Exercise prompt =
Please read the post titled "Why students do not study Russian anymore": which languages did the writer learn to read for research purposes?

Passage given =
+ + +

Why students do not study Russian anymore

Marta Sherwood-Pike msherw at OREGON.UOREGON.EDU
Tue Jun 6 05:37:24 UTC 2000


        Generally the difficulty of language acquisition after childhood
is related to how closely it is related linguistically to your own.
Speaking English, Spanish, and German when I entered college, I readily
learned to read French, Dutch, and Italian for research purposes, though I
had the frustrating experience in Paris of being able to more or less
understand what Frenchmen were saying to me, while being utterly unable to
communicate with them. Non-Roman character sets such as cyrillic present a
problem with reading and writing - my daughter is currently struggling
with Thai, and of course Japanese Kanji represent a particularly difficult
case. Really natural speaking in a foreign language also involves
acculturalization. There are grammatical concepts in Indonesian which it
is very difficult for a westerner to conceptualize. Language reflects
one's view of the world, and one's view of the world is reflected in
language. A translator of poetry must consider this; a translator of
business correspondence need not, for the culture is uniform.

+ + +

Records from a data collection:
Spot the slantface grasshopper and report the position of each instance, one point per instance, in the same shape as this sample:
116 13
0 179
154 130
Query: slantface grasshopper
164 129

+ + +

Exercise result =
French, Dutch, and Italian.